▶ [Set exercise]
Convert the material below into a Markdown table with the columns "Number" and "Entry", giving each line its own numbered row and skipping blank lines. Leave the pictures out of the table.

▶ [Entries provided]

^^^^^^^^^^^^^^^^

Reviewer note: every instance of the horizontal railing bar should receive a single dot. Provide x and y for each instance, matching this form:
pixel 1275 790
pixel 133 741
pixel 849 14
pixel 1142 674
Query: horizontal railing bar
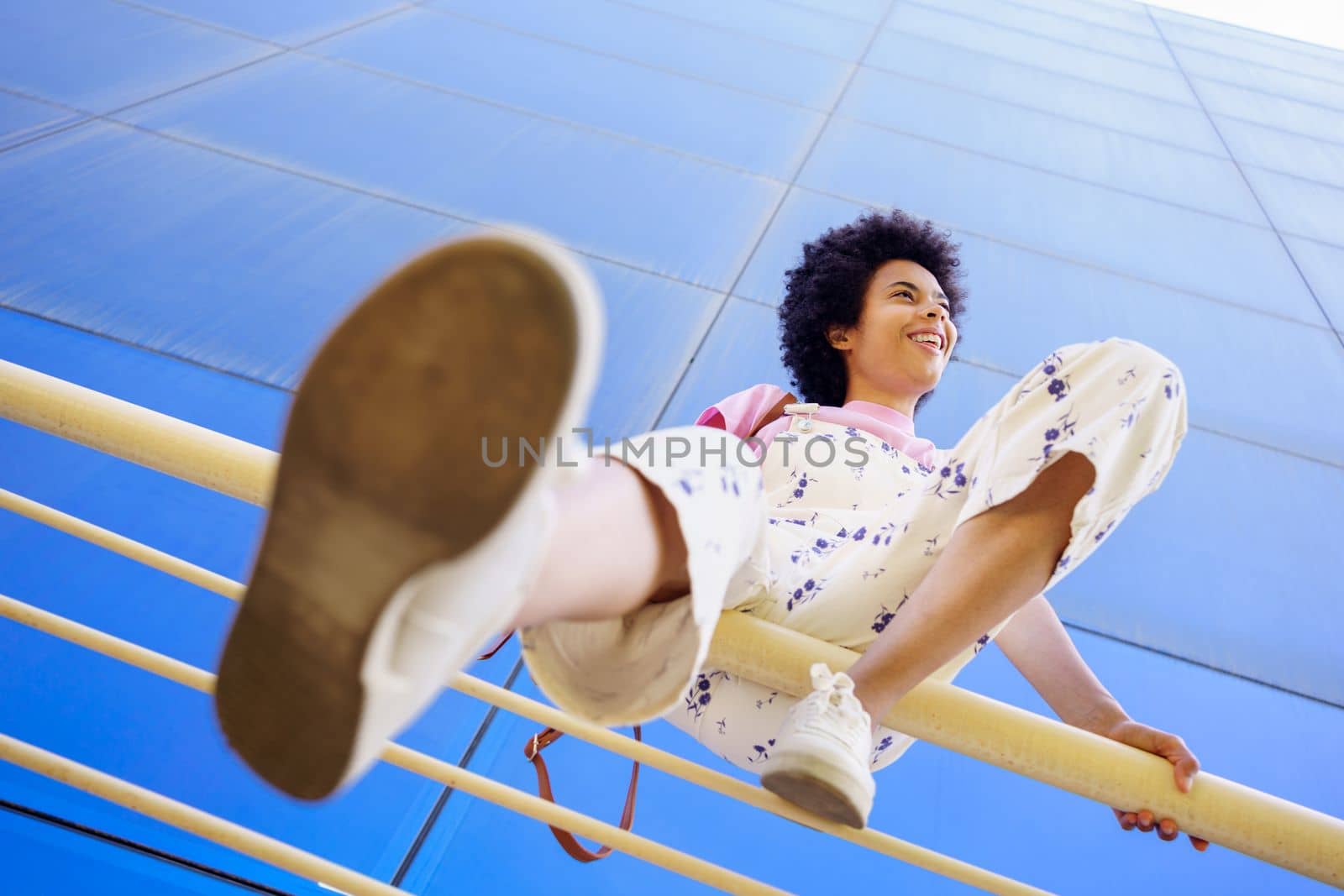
pixel 192 820
pixel 1220 810
pixel 134 432
pixel 412 761
pixel 517 705
pixel 1115 774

^^^^^^^^^^^^^^^^

▶ [Output]
| Number | Entry |
|---|---|
| 1 | Reviewer note: every instance of the horizontal railing bar should receive a single dot. Provide x and y for each instance, matching this form: |
| 2 | pixel 1275 790 |
| 3 | pixel 133 741 |
| 4 | pixel 849 14 |
| 5 | pixel 1142 674 |
| 6 | Query: horizontal railing bar |
| 7 | pixel 192 820 |
| 8 | pixel 1220 810 |
| 9 | pixel 134 432 |
| 10 | pixel 412 761 |
| 11 | pixel 517 705 |
| 12 | pixel 1115 774 |